Direction:
Pull out every line in the listing below that contains the string "woman", and copy each one in full.
** START Exercise data **
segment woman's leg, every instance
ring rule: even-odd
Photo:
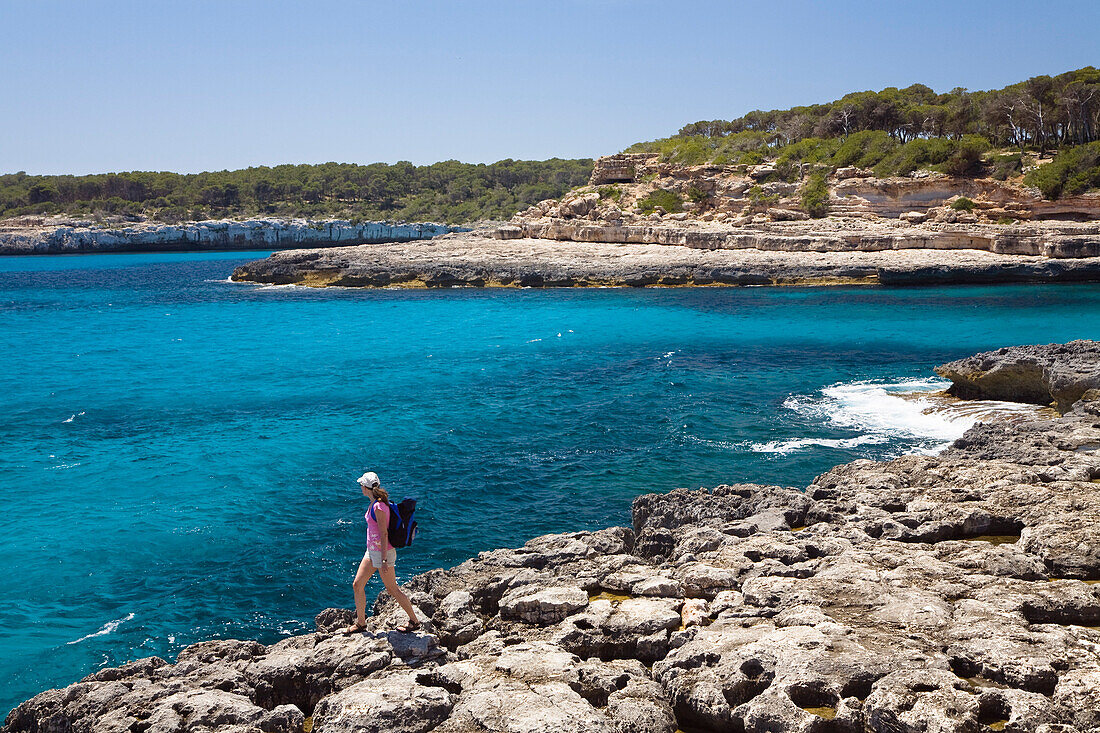
[[[359,570],[355,572],[355,580],[351,583],[355,593],[355,624],[358,626],[366,625],[366,581],[373,575],[374,566],[371,564],[369,553],[363,556],[363,560],[359,564]]]
[[[413,610],[413,603],[409,602],[409,597],[402,592],[402,589],[397,587],[397,571],[392,565],[383,565],[378,568],[378,577],[382,578],[382,584],[386,587],[394,599],[397,600],[397,604],[402,606],[405,613],[409,614],[409,623],[417,625],[420,622],[416,617],[416,611]]]

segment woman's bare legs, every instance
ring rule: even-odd
[[[370,554],[364,555],[363,560],[359,564],[359,570],[355,571],[355,580],[351,582],[355,593],[355,625],[361,628],[366,625],[366,581],[373,575],[374,566],[371,565],[371,556]],[[393,568],[389,569],[389,575],[393,575]]]
[[[370,578],[370,576],[367,576]],[[397,587],[397,571],[394,566],[382,564],[378,568],[378,577],[382,578],[382,584],[386,587],[386,591],[397,601],[397,604],[402,606],[405,613],[409,614],[409,624],[413,626],[419,626],[420,621],[416,617],[416,611],[413,610],[413,604],[409,602],[408,595],[402,592],[402,589]],[[358,579],[358,578],[356,578]],[[359,597],[356,597],[356,602]]]

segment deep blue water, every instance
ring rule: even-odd
[[[931,449],[933,365],[1100,338],[1100,286],[352,291],[261,253],[0,259],[0,709],[350,605],[354,479],[420,500],[399,576],[634,496]],[[376,581],[375,581],[376,582]]]

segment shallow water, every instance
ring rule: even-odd
[[[366,468],[420,500],[407,577],[640,493],[936,450],[977,418],[912,397],[933,365],[1100,338],[1096,285],[226,282],[255,256],[0,259],[0,708],[350,605]]]

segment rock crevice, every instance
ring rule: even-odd
[[[1045,359],[1016,372],[1027,394],[1090,373],[1098,346],[971,360],[994,374]],[[297,732],[309,716],[319,733],[1093,732],[1094,397],[804,491],[639,496],[630,527],[413,578],[425,633],[386,632],[402,616],[386,598],[361,635],[334,635],[350,612],[328,610],[271,646],[204,642],[174,665],[100,670],[3,731]]]

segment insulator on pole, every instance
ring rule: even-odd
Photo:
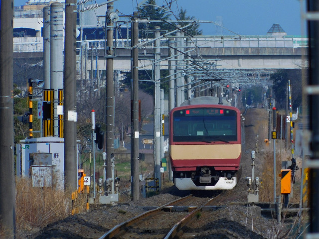
[[[138,19],[138,22],[139,23],[147,23],[149,22],[149,19],[147,18]]]

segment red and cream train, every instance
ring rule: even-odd
[[[169,156],[180,190],[230,190],[237,183],[243,118],[218,98],[193,98],[169,113]]]

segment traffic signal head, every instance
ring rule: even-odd
[[[103,148],[104,142],[104,132],[100,132],[98,135],[97,135],[98,140],[98,148],[99,149],[102,150]]]
[[[98,143],[98,135],[101,131],[101,124],[100,123],[97,123],[95,124],[95,133],[96,136],[95,137],[95,140],[94,142],[95,143]]]
[[[96,133],[96,139],[94,140],[95,143],[98,144],[99,149],[103,148],[104,143],[104,132],[101,129],[101,125],[100,123],[95,124],[95,133]]]

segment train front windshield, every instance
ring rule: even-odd
[[[201,108],[176,111],[173,113],[174,142],[237,140],[236,111]]]

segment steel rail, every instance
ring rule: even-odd
[[[181,220],[176,223],[171,228],[170,231],[167,233],[166,236],[164,238],[164,239],[173,239],[176,235],[181,236],[180,232],[182,228],[186,226],[189,222],[190,222],[196,216],[197,213],[201,212],[204,207],[209,205],[212,203],[220,194],[218,194],[216,197],[208,200],[205,204],[201,206],[200,207],[198,208],[197,209],[192,211],[190,213],[187,214],[184,218]]]
[[[140,222],[141,220],[144,219],[145,218],[149,217],[152,215],[154,215],[159,213],[162,209],[165,207],[170,206],[176,203],[179,203],[185,201],[189,198],[192,196],[192,194],[190,194],[186,197],[184,197],[181,198],[179,198],[171,202],[169,202],[165,204],[164,204],[158,208],[156,208],[152,210],[148,211],[142,214],[140,214],[136,217],[135,217],[129,220],[124,222],[124,223],[119,224],[113,228],[109,230],[107,233],[102,236],[99,238],[99,239],[111,239],[112,238],[116,238],[119,237],[121,234],[124,232],[125,229],[130,227],[131,225],[136,224]]]

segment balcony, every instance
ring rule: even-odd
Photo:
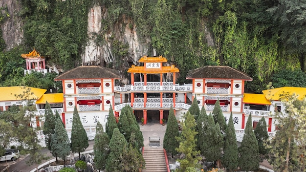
** END Exercise data **
Answer to the exercise:
segment woman's leg, every instance
segment woman's bare legs, every instance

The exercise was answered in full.